__Exercise__.
From the lines below, return each one containing the string "shoe", keeping in mind that case matters.

__Object location annotation data__.
[START]
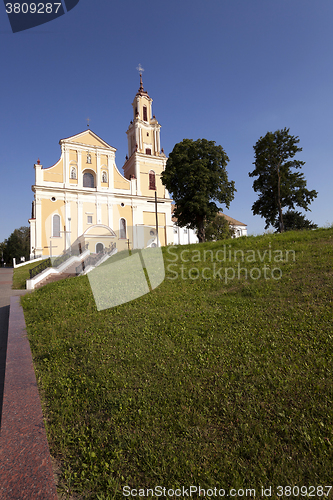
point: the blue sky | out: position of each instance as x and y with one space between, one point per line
224 70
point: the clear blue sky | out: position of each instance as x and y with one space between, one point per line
224 70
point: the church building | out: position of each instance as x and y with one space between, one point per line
84 198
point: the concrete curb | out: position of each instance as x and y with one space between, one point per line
25 463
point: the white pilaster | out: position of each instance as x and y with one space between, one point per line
79 173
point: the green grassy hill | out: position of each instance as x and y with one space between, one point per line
221 377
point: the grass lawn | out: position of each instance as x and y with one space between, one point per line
219 382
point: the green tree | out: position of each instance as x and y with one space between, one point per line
294 220
196 175
219 229
277 184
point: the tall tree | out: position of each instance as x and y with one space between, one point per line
219 229
278 185
196 175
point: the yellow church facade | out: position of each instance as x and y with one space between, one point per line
84 198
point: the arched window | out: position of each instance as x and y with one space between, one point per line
152 183
56 226
122 229
73 173
88 180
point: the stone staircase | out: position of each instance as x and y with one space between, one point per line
70 272
54 277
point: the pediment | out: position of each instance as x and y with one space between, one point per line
87 138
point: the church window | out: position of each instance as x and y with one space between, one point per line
152 183
88 180
122 229
56 226
73 173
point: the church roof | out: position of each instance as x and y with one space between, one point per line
232 221
141 90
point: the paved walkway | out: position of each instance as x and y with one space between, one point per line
25 462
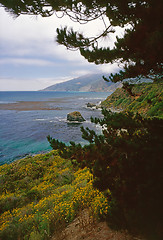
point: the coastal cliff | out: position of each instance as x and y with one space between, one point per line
147 99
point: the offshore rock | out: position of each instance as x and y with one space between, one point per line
75 116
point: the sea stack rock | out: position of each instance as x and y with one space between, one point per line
75 116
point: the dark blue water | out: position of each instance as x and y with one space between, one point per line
25 132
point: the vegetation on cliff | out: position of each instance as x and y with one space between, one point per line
40 195
146 99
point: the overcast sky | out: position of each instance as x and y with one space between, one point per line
30 59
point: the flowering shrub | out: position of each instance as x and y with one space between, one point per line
41 193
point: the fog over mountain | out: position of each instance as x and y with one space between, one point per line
86 83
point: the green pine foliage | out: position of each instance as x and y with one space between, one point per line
127 160
146 99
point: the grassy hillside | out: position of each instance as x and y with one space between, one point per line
87 83
148 99
43 193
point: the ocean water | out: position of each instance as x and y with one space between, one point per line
24 132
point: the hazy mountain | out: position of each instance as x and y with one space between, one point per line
87 83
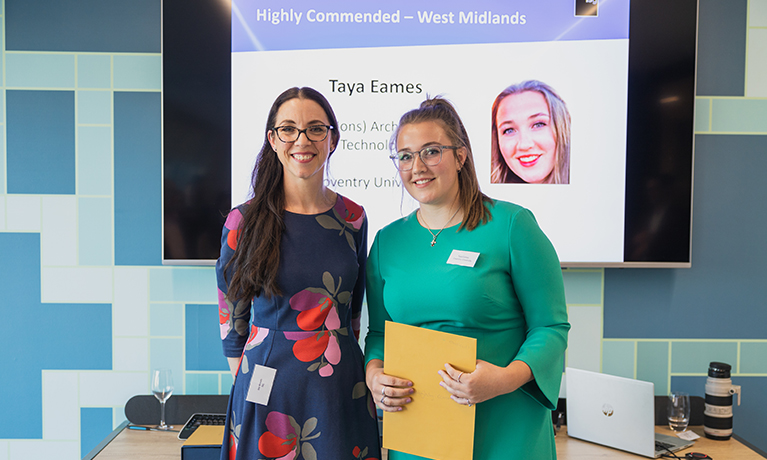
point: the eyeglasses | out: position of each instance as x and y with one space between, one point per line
430 156
315 133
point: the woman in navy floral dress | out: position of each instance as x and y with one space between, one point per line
291 280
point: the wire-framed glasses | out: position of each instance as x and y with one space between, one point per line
315 133
430 156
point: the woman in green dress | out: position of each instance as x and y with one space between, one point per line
511 299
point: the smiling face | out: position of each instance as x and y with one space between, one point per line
526 136
430 185
301 159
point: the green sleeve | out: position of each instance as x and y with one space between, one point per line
537 278
377 315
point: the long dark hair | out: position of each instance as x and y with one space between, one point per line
560 119
256 260
470 197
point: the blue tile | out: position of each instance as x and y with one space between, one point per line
84 25
721 47
137 72
41 142
94 107
183 284
166 320
201 384
75 336
94 160
49 71
95 425
94 71
137 179
95 238
203 340
583 287
652 364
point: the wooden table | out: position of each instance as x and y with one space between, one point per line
158 445
574 449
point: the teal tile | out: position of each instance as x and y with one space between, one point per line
693 357
618 358
702 114
183 284
137 72
756 63
757 13
94 71
49 71
753 358
739 116
166 319
201 384
652 364
168 353
94 160
95 235
583 287
94 107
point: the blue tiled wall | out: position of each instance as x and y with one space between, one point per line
87 306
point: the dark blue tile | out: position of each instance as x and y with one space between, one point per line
203 341
722 295
722 47
36 336
41 142
83 25
138 178
95 425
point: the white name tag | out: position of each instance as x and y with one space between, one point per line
463 258
261 385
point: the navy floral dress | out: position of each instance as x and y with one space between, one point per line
319 407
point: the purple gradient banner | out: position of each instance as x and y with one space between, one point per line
268 25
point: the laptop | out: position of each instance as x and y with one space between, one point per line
615 412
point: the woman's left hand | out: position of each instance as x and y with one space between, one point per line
486 382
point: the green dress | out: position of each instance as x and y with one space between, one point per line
512 301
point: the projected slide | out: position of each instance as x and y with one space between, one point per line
376 60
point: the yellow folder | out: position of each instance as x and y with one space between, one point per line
432 425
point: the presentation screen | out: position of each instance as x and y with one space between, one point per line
375 61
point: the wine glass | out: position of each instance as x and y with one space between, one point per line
162 388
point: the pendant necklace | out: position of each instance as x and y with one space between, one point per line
435 235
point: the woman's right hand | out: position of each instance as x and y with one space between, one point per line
390 393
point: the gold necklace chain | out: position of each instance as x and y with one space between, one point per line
435 235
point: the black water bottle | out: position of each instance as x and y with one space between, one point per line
717 418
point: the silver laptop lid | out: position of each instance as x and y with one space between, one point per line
609 410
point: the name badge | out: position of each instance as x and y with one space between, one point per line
261 385
463 258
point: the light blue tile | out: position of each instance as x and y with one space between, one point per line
618 358
137 72
183 284
95 231
94 71
739 115
753 358
168 353
227 380
94 160
702 115
583 287
201 384
694 357
50 71
652 364
94 107
166 320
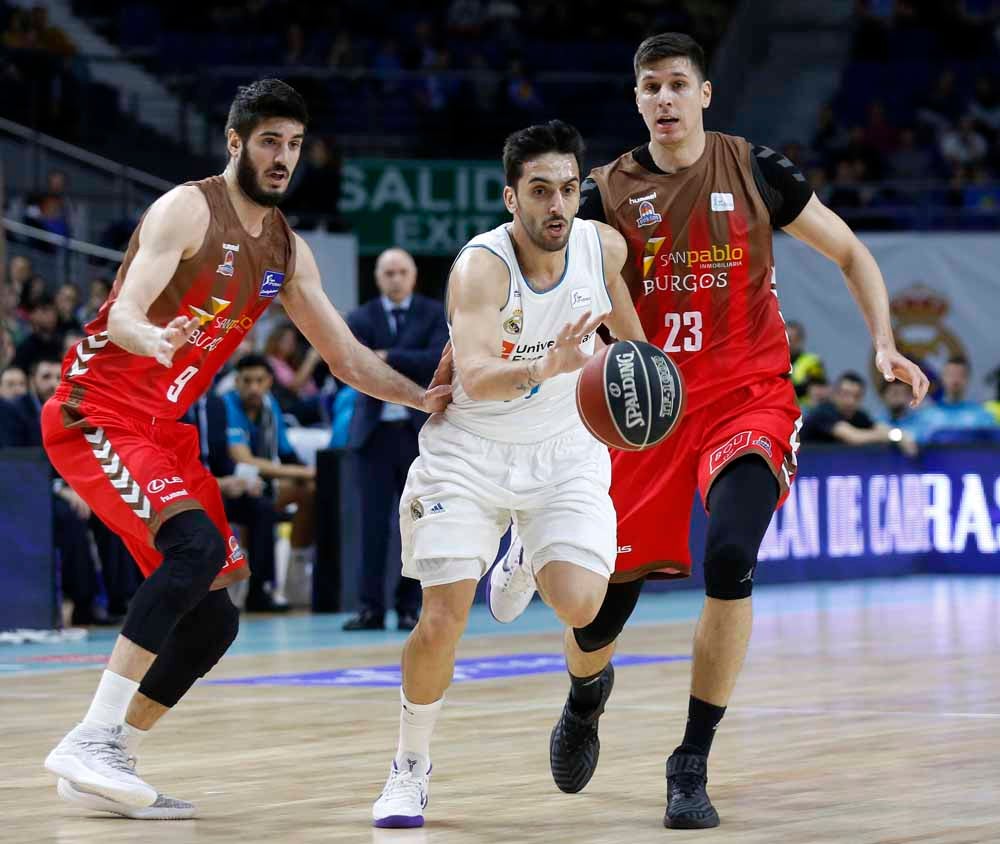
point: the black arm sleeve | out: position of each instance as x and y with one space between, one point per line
781 184
591 206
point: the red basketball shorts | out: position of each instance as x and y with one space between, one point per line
653 490
135 473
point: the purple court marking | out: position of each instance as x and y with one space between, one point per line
466 670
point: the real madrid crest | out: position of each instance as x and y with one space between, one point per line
513 325
918 314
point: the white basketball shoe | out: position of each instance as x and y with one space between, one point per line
94 758
163 809
511 584
403 800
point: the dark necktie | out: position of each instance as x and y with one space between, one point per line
399 320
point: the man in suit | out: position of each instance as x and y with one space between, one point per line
408 331
21 427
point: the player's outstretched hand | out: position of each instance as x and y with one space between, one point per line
172 336
438 395
566 355
893 365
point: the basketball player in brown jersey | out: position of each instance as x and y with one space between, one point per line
204 263
698 210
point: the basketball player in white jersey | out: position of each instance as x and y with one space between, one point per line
521 301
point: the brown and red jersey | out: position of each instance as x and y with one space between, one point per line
227 285
700 264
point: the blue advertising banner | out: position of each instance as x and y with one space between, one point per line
874 513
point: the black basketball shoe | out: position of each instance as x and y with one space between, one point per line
688 806
574 746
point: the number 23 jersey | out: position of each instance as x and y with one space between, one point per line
700 263
227 285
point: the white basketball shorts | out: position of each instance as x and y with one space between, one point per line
463 490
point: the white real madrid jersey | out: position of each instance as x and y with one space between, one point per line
530 321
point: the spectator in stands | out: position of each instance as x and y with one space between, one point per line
943 106
981 192
294 372
879 133
953 418
71 338
841 420
522 95
13 383
9 317
817 391
49 38
96 296
44 340
985 106
993 405
806 366
7 348
830 138
963 145
257 438
245 503
67 301
408 331
910 160
20 427
19 273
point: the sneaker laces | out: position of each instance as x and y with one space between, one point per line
111 753
577 731
404 784
686 783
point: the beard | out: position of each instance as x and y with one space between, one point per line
248 179
542 241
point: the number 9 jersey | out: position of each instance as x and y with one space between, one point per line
227 285
111 430
700 270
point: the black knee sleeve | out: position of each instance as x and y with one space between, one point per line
192 649
741 504
618 604
193 552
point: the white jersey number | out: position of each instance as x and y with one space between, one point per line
690 322
180 382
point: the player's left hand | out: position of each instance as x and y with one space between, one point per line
893 365
438 394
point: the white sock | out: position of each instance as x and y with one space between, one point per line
114 693
416 723
133 738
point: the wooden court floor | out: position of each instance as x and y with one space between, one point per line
866 713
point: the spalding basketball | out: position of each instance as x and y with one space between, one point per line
630 395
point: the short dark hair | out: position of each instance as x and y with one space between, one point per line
252 361
261 100
669 45
851 377
528 144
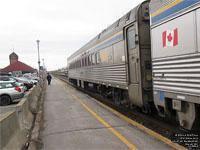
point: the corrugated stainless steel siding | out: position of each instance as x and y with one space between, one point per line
156 5
109 74
177 74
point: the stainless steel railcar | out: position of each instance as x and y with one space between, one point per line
175 36
118 63
118 60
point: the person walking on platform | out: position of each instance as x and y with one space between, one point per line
49 79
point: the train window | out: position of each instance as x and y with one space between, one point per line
128 16
86 62
98 59
79 62
131 39
89 60
83 64
117 23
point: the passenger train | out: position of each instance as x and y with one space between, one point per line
148 58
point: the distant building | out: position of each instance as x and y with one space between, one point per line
13 58
17 67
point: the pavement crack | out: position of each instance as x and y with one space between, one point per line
85 129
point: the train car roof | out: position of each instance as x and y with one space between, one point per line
112 29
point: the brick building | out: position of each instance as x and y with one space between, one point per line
17 67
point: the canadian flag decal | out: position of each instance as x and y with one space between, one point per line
170 38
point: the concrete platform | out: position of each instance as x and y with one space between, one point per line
73 120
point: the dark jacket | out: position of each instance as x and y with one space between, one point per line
48 77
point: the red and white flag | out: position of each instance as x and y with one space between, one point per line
170 37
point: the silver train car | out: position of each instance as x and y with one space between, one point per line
125 62
175 36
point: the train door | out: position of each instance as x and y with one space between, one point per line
132 46
132 54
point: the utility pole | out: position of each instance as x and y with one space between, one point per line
38 41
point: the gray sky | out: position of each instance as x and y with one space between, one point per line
62 26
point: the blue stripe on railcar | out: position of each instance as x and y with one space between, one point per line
174 9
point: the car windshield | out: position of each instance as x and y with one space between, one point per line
7 85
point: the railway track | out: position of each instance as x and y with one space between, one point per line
163 126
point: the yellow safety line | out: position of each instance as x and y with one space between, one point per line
167 7
115 132
150 132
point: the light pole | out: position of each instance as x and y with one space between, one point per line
38 41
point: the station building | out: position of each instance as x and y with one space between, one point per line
17 67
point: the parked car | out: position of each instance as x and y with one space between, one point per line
10 92
28 84
30 78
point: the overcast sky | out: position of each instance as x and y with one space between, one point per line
62 26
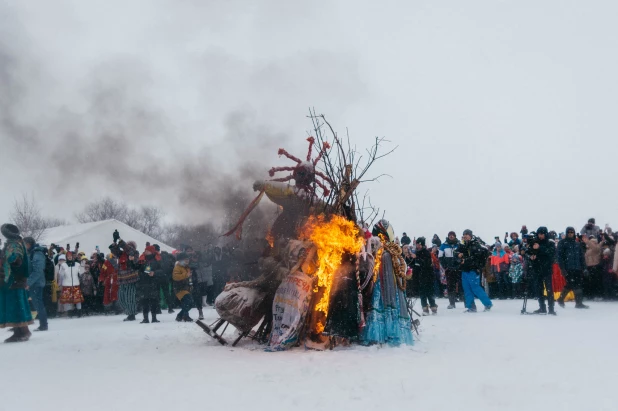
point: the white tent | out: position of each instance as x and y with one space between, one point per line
99 233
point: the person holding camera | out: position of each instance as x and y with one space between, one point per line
447 255
473 258
542 253
572 263
423 268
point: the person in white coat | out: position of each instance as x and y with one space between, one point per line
68 281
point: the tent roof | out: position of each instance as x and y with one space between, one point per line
99 233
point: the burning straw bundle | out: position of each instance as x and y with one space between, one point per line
316 264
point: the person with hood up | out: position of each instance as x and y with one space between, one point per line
36 280
591 229
405 240
15 268
500 268
71 294
473 257
572 262
150 272
542 259
125 253
423 268
594 269
447 254
436 241
182 287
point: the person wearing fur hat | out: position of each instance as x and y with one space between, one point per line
128 276
14 307
542 260
448 259
182 286
472 258
423 268
150 273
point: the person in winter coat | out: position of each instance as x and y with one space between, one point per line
167 266
423 268
436 241
500 268
14 271
473 257
607 261
128 276
447 254
36 280
405 240
594 270
591 229
516 272
182 287
150 272
542 259
572 262
201 271
86 283
71 294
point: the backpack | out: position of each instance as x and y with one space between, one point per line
49 269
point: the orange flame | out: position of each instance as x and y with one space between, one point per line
332 238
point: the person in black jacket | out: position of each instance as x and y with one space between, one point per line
473 258
542 256
423 268
167 266
572 263
150 274
405 240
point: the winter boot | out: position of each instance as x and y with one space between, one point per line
541 310
579 299
25 334
15 337
560 300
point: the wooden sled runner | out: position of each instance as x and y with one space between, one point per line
261 335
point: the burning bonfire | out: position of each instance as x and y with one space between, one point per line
325 278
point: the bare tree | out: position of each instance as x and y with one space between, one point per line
103 209
27 216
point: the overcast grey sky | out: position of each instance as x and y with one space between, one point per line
503 111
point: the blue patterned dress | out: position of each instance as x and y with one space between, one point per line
14 306
388 320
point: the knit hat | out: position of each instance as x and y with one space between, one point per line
10 231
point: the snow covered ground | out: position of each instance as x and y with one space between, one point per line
486 361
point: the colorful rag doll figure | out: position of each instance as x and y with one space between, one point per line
388 321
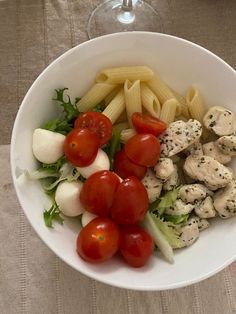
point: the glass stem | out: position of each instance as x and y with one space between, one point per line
127 5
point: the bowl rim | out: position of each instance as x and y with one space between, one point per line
181 284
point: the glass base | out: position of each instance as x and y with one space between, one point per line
109 18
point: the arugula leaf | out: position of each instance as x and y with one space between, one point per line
169 230
176 219
64 124
53 214
113 146
164 202
55 167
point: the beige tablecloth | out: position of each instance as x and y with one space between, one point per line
32 279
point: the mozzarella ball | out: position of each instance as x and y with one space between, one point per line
47 145
67 198
101 162
87 217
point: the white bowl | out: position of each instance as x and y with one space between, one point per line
181 64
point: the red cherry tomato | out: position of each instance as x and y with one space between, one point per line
143 149
136 245
98 192
125 168
130 203
98 241
145 123
81 147
96 122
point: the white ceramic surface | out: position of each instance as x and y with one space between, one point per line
180 63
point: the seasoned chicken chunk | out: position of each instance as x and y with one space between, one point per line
227 145
172 181
205 209
164 168
212 150
178 136
225 200
220 120
179 208
209 171
190 193
189 232
202 223
153 185
195 149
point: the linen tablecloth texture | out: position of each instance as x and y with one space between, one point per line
32 279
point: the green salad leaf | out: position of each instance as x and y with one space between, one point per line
113 146
53 214
63 124
176 219
167 200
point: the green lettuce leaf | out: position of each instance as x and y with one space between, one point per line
53 214
164 202
176 219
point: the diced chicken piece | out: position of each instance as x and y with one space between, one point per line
227 145
153 185
220 120
206 208
172 181
190 193
195 149
178 136
225 200
180 208
212 150
164 169
202 223
189 232
208 170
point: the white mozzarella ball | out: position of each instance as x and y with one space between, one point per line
101 162
47 145
67 198
87 217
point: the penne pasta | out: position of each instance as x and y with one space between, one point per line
115 107
121 74
112 94
150 101
122 117
125 135
195 104
183 103
94 96
168 110
163 92
121 126
132 99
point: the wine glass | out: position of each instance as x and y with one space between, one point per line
115 16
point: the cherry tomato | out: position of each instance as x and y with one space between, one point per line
98 192
145 123
143 149
136 245
96 122
98 241
130 202
125 168
81 147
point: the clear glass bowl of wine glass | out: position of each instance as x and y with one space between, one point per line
115 16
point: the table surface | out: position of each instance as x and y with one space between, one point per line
33 280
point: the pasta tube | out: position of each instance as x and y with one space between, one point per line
168 110
132 99
115 107
150 101
121 74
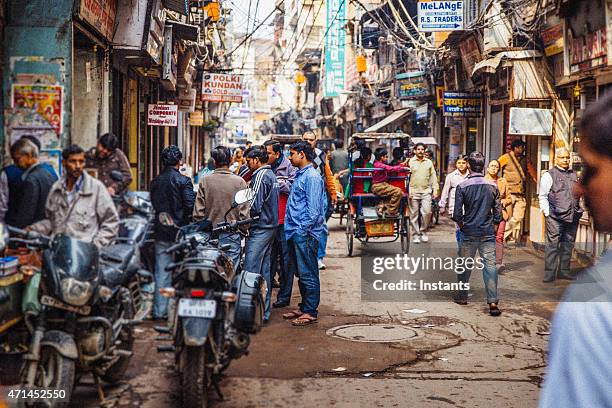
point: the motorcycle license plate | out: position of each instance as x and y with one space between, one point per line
197 308
49 301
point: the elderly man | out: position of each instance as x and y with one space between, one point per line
78 205
579 372
36 181
108 157
562 211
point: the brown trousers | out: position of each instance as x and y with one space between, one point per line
392 196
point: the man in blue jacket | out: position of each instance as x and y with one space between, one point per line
304 227
257 251
477 212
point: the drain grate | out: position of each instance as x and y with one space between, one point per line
373 333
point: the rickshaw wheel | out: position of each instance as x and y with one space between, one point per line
404 234
350 230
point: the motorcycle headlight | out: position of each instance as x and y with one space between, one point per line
76 292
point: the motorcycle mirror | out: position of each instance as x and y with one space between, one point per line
243 196
165 219
116 175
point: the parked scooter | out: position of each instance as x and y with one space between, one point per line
135 237
84 318
215 311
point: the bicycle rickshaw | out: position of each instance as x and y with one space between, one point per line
363 222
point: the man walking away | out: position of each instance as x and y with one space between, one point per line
562 211
304 225
392 196
423 187
215 194
456 177
107 158
258 247
514 168
171 193
579 373
478 213
321 163
285 174
79 205
36 184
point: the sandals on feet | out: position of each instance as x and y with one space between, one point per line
293 314
304 320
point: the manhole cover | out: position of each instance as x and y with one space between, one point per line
373 333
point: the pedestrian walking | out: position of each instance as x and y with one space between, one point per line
79 205
506 202
36 182
285 175
106 158
562 212
579 372
321 163
264 205
453 179
423 187
171 193
515 168
304 226
392 196
478 213
215 194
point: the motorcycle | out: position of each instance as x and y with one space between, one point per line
215 312
83 321
135 238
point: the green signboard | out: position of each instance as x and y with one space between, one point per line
334 47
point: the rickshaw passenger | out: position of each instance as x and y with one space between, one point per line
392 195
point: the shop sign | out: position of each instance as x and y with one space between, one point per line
46 100
196 118
222 87
530 121
440 15
589 51
412 85
553 39
462 104
162 115
100 14
335 41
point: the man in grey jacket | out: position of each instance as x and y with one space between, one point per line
79 205
215 194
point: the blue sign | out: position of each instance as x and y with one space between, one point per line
335 44
440 15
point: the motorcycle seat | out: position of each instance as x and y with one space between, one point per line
117 255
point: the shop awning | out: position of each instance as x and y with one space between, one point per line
397 115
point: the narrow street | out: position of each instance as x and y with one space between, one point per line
450 355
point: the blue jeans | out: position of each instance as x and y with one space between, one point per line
257 252
233 240
303 264
286 279
321 251
163 279
486 248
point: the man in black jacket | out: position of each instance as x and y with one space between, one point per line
257 252
171 193
35 186
478 212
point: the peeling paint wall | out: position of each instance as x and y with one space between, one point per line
38 51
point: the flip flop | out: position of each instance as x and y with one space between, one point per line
304 320
293 314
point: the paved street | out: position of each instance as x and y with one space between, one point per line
454 356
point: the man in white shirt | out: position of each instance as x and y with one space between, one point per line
562 211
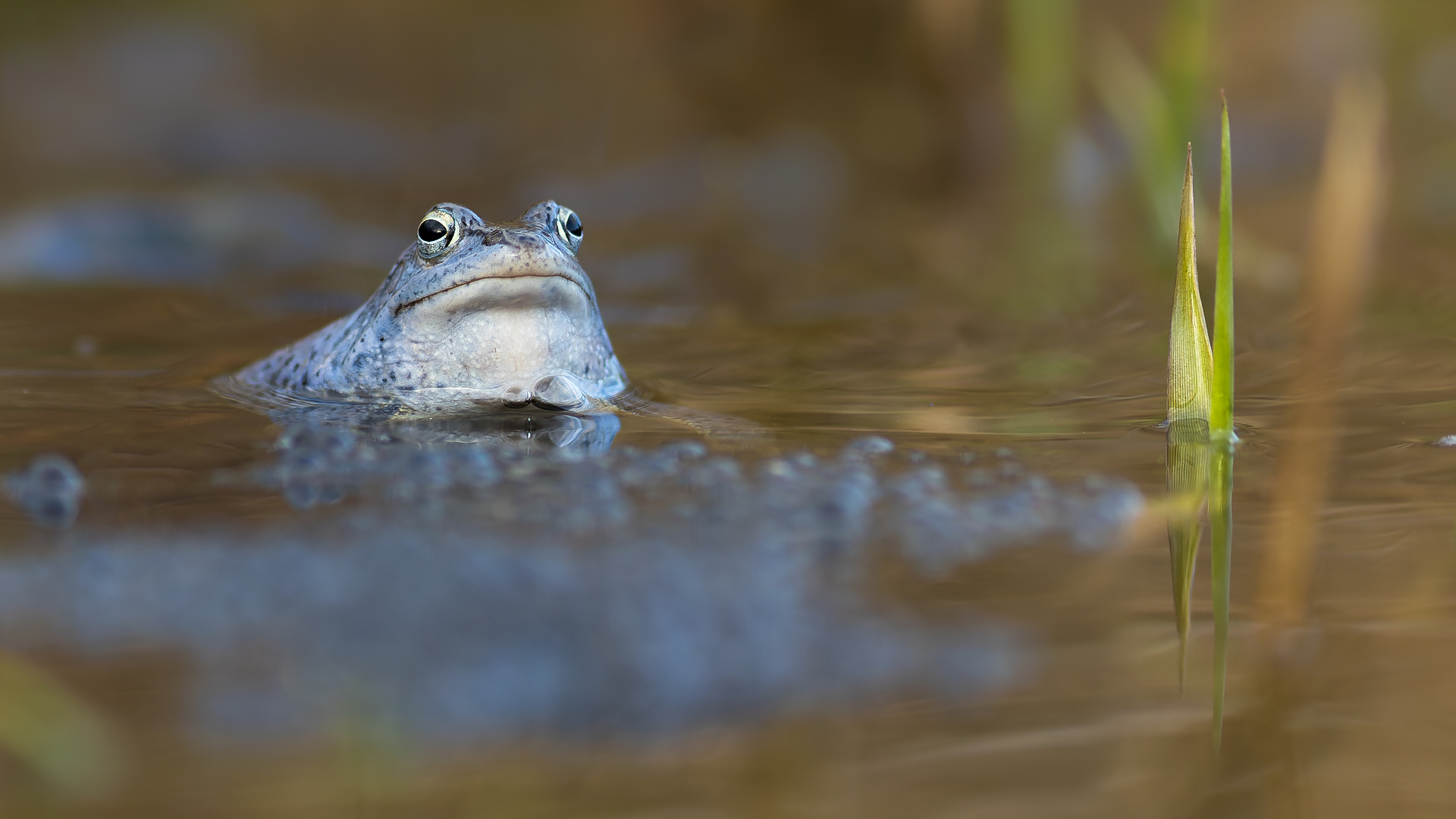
[END]
__Output for this exercise__.
point: the white basketball shoe | out: position of each instance as x and y with one space between, one point per line
point: the black basketball shoe | out: position of each instance as x and y with one space between, one point per line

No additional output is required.